▶ [TAREFAS DO EXERCÍCIO]:
**a)** Reproduza fielmente a parte do texto sobre a Córsega que se inicia com as palavras "Desde os tempos" e se encerra com "desde aquela época.".
**b)** Escreva a continuação do texto sobre a Córsega, a partir da última frase apresentada.

▶ [TRECHO PARA LEITURA]:
´Eo parlu u corsu´

A Córsega, se sabe, é uma ilha do Mediterrâneo ocidental (Mar Tirreno), ao sul da França e a oeste da Itália. Tem uma superfície de pouco mais de 8.680 m2 e uma população que alcança algo em torno de 300.000 habitantes. O clima é simplesmente mais que agradável: no inverno gira em torno de 11graus. Não se verificou, no final de dezembro passado e início deste janeiro, nenhuma temperatura abaixo dos seis graus centígrados. É hoje um destino turístico dos mais valorizados da Europa mediterrânea, com uma elevada apreciação por parte de quantos a visitam. Paisagens absolutamente deslumbrantes, a montanha lavando os pés no mar, florestas cerradas, o javali selvagem, rede hoteleira totalmente bem equipada, enfim, um destino turístico dos mais procurados. Mas não é exatamente disso que lhes quero falar: desejo reportar-me, ainda que brevemente, à Córsega histórica e cultural.

Desde os tempos mais remotos, os gregos chamavam-na Kalista, ou seja, a mais bela. Ponto de encontro de várias civilizações, foi a Córsega, enfim, incorporada ao império romano desde o século II A.C. A romanização foi intensa, sendo a língua corsa um idioma nascido diretamente (repita-se: diretamente) do latim vulgar (falado) levado à ilha por colonos, soldados e administradores romanos, desde aquela época.

▶ [DADOS ARMAZENADOS]:
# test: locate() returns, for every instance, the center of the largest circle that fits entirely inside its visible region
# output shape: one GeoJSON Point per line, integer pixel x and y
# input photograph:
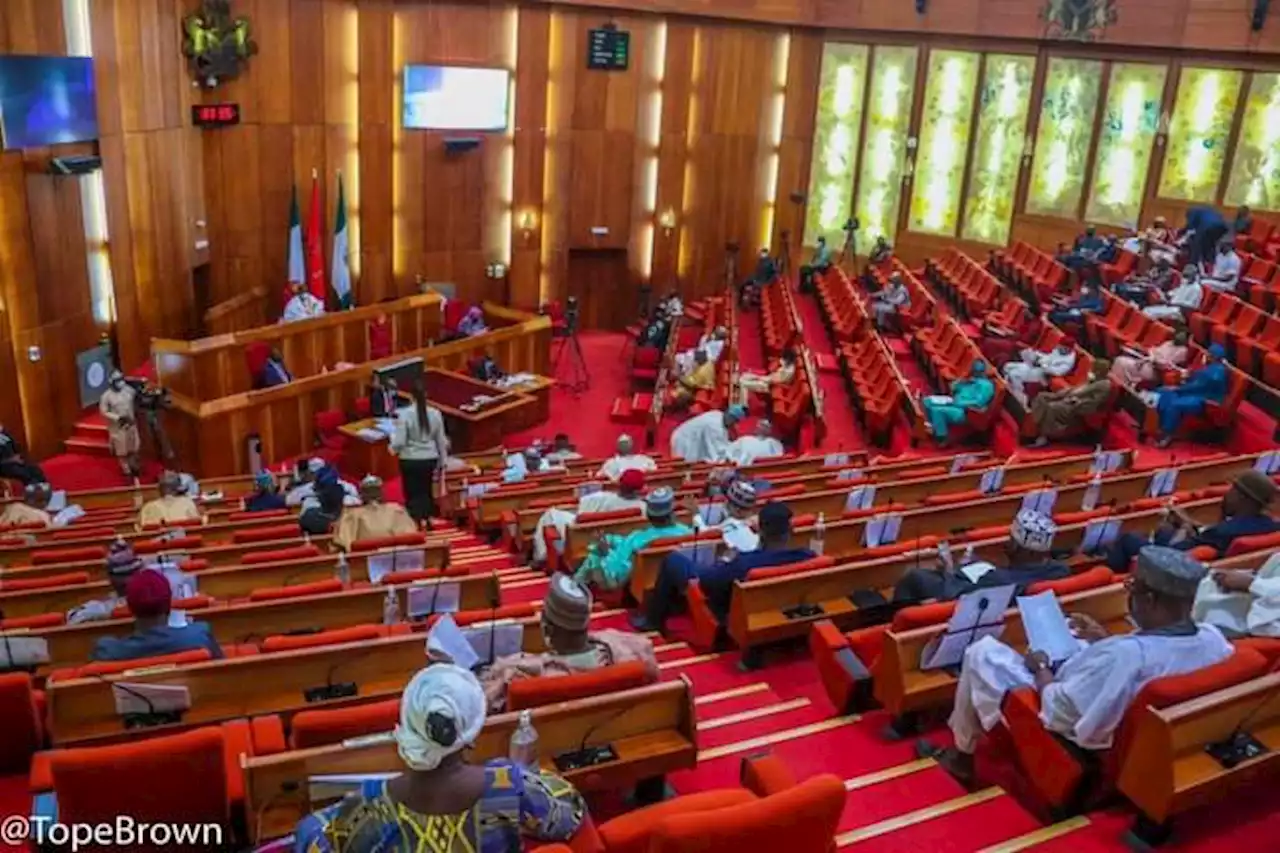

▶ [RESPOSTAS]:
**a)**
Desde os tempos mais remotos, os gregos chamavam-na Kalista, ou seja, a mais bela. Ponto de encontro de várias civilizações, foi a Córsega, enfim, incorporada ao império romano desde o século II A.C. A romanização foi intensa, sendo a língua corsa um idioma nascido diretamente (repita-se: diretamente) do latim vulgar (falado) levado à ilha por colonos, soldados e administradores romanos, desde aquela época.

**b)**
Genoveses e pisanos disputaram, ao longo da idade média, o comércio com a Córsega, durante séculos. Aos primeiros coube deixar um legado mais importante, tanto na língua, como na feição arquitetônica das principais cidades. Mas o acento toscano é bem audível no corso. A partir de 1769, a Córsega passou ao domínio francês, não sem a heróica resistência por parte da população, que teve em Pasquale Paoli seu baluarte maior. É emblemática a paisagem do Ponte Novu, onde se deu a mais cruenta batalha contra os franceses, quando capitularam os corsos. Pois bem: hoje, a Córsega é politicamente território francês. Nas principais cidades, ouve-se a língua de Victor Hugo, partout. E é até pouco provável que se ouça o corso entre os empregados de hotéis, restaurantes, as pessoas em trato com os turistas. Mas, atenção: Se você quiser ouvir a língua corsa, terá com certeza a oportunidade de consegui-lo: saindo de Bastia com destino a Ajaccio, de carro com motorista local, perguntei-lhe (seu nome, Henri, para turistas; para os mais curiosos, Enricu) se ainda se falava a língua corsa. Tomou-se de espanto. Me disse que coisa rara era ouvir de um turista essa pergunta. Mas, claro! Eu sou corso! E fizemos, a Ana Maria e eu, todo o trajeto - 153 km, três horas de viagem entre montanhas -, ele falando em corso e eu em italiano: as duas línguas são perfeitamente inteligíveis entre si.

Daí resulta que os corsos são cidadãos franceses, falam normalmente o francês, mas guardam, como eles mesmos dizem, u corsu lindu è puru. Há uma literatura em língua corsa, incessantemente em crescimento. Os povos, quando conscientes de sua identidade, nutrem tanto amor pelo que é seu que, mesmo em circunstâncias adversas, como é o caso do corso em relação ao francês, enquanto línguas de comunicação, há uma desvelada intenção de não sucumbir enquanto nação e etnia. Gostei de ter ouvido: So corsu, signò!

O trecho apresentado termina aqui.